→ Task instructions
Please copy everything from the start of the records down to the line that contains "[0,230,224,294]", including that line, word for word. Leave the pictures out of your copy.

→ Listed entries
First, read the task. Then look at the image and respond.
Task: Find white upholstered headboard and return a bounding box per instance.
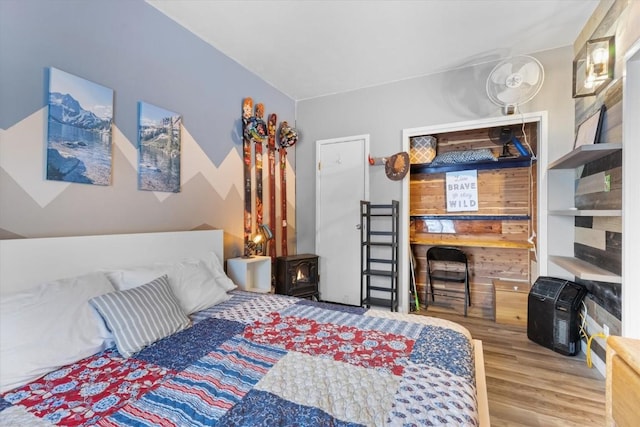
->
[0,230,224,294]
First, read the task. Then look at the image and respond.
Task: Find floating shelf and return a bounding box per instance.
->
[549,255,622,283]
[410,214,530,221]
[549,209,622,216]
[411,238,533,249]
[411,157,535,173]
[549,142,622,169]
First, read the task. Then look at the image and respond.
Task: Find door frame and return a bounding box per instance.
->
[398,111,549,313]
[314,134,370,300]
[622,39,640,339]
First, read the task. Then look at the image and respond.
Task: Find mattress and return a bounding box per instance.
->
[0,291,478,426]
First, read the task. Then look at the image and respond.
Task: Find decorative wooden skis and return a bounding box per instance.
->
[278,122,298,256]
[253,104,267,232]
[242,98,253,256]
[267,113,278,261]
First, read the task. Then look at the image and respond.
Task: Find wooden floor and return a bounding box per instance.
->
[420,306,605,427]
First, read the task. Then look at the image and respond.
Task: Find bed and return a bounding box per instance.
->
[0,230,489,426]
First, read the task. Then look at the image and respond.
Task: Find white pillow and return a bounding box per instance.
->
[89,275,191,358]
[0,272,114,393]
[108,258,235,314]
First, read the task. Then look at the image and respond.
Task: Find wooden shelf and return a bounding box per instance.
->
[409,214,530,221]
[549,209,622,216]
[549,255,622,283]
[411,239,532,249]
[411,157,535,173]
[549,142,622,169]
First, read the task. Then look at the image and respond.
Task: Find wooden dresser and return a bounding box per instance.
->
[606,336,640,426]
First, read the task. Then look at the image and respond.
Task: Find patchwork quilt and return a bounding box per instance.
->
[0,291,478,427]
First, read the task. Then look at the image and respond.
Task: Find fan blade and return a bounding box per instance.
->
[518,62,540,86]
[497,89,522,105]
[491,62,513,85]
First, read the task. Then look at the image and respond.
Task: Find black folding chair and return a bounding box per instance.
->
[425,246,471,317]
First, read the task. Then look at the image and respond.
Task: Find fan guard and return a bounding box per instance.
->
[487,55,544,114]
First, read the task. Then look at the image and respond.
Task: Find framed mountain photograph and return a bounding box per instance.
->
[138,102,182,193]
[46,68,113,185]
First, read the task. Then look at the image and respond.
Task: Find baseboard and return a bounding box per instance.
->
[580,340,607,378]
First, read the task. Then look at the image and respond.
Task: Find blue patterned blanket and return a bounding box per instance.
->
[0,291,478,427]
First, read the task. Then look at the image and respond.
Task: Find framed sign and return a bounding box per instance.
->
[573,105,606,149]
[446,169,478,212]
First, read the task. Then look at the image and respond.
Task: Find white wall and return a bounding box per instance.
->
[296,46,574,262]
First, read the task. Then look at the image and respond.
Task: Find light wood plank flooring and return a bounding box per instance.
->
[419,306,605,427]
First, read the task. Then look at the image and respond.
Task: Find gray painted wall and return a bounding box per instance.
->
[0,0,295,256]
[296,46,574,252]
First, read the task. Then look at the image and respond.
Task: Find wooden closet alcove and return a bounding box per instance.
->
[408,118,539,319]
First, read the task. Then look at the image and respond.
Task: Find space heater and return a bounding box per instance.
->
[527,276,587,356]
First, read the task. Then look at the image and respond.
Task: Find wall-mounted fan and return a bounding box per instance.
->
[487,55,544,114]
[489,126,531,158]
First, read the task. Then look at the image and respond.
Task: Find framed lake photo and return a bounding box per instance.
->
[46,68,113,185]
[138,102,182,193]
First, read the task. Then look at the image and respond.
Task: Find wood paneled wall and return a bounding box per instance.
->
[409,123,538,319]
[574,0,624,361]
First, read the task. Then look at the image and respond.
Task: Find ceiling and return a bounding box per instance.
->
[147,0,598,100]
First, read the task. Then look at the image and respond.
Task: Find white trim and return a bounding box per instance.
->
[398,111,549,313]
[622,39,640,339]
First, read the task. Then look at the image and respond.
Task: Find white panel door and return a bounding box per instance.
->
[316,135,369,305]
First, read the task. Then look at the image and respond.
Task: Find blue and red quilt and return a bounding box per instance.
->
[0,291,478,427]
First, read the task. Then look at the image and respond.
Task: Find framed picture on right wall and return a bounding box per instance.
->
[573,105,606,150]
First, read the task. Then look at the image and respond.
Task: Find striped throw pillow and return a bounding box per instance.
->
[89,275,191,358]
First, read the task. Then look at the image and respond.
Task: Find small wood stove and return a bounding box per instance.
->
[276,254,320,300]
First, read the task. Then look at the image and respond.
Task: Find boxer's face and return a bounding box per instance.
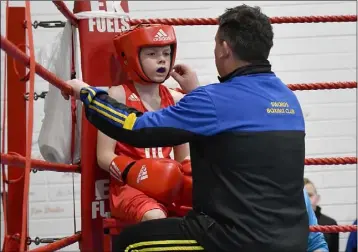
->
[139,46,171,82]
[214,33,224,76]
[305,183,320,210]
[214,29,231,77]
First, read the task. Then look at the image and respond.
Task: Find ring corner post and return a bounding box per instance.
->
[3,7,28,251]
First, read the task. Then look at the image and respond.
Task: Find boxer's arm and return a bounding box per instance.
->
[169,89,190,163]
[96,86,126,172]
[303,190,328,252]
[81,87,217,148]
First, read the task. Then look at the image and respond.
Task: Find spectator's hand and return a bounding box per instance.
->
[170,64,199,93]
[61,79,89,100]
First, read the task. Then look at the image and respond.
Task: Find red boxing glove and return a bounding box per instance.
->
[110,156,184,204]
[176,159,193,207]
[173,88,186,95]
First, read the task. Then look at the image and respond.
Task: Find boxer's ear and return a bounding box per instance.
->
[222,40,233,58]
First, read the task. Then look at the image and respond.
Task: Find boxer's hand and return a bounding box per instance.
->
[170,64,199,93]
[61,79,89,100]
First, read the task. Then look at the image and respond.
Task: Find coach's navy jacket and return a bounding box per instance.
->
[81,62,309,252]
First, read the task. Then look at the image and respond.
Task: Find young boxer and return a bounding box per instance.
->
[97,25,191,223]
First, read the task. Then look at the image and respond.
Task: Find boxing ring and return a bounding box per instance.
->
[1,1,357,252]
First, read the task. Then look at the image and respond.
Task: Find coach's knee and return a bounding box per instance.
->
[141,209,167,221]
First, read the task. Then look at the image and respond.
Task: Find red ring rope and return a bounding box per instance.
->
[1,1,357,251]
[130,15,357,26]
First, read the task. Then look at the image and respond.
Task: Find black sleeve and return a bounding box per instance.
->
[81,87,219,148]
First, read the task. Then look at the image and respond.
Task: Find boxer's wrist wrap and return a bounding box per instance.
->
[122,161,135,183]
[109,160,135,183]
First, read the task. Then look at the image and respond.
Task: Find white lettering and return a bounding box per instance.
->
[106,18,114,32]
[88,18,96,32]
[88,17,130,33]
[120,16,131,32]
[92,201,99,219]
[99,200,107,218]
[153,37,170,41]
[92,200,110,219]
[95,179,109,200]
[96,18,107,32]
[144,147,164,158]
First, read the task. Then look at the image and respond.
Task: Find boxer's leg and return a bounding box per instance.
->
[112,218,204,252]
[110,185,167,224]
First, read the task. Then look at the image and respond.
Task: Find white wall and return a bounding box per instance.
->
[1,1,357,251]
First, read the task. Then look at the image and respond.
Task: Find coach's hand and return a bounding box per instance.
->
[170,64,199,93]
[61,79,89,100]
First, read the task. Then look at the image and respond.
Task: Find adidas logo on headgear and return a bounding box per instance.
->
[153,29,170,41]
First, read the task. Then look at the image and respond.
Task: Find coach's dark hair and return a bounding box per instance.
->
[218,5,273,62]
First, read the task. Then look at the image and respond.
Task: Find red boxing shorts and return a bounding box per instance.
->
[109,182,167,224]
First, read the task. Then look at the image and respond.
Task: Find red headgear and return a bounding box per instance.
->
[114,24,177,84]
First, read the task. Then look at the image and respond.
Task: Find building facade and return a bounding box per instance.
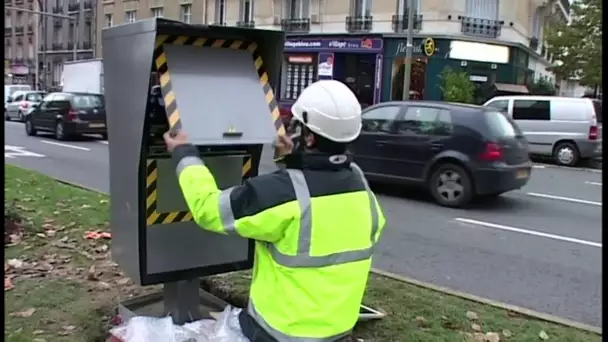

→ Correct answer
First, read the task. Then look at the image and respond.
Task: Find white upholstered headboard and return a bounding box per instance.
->
[0,230,224,294]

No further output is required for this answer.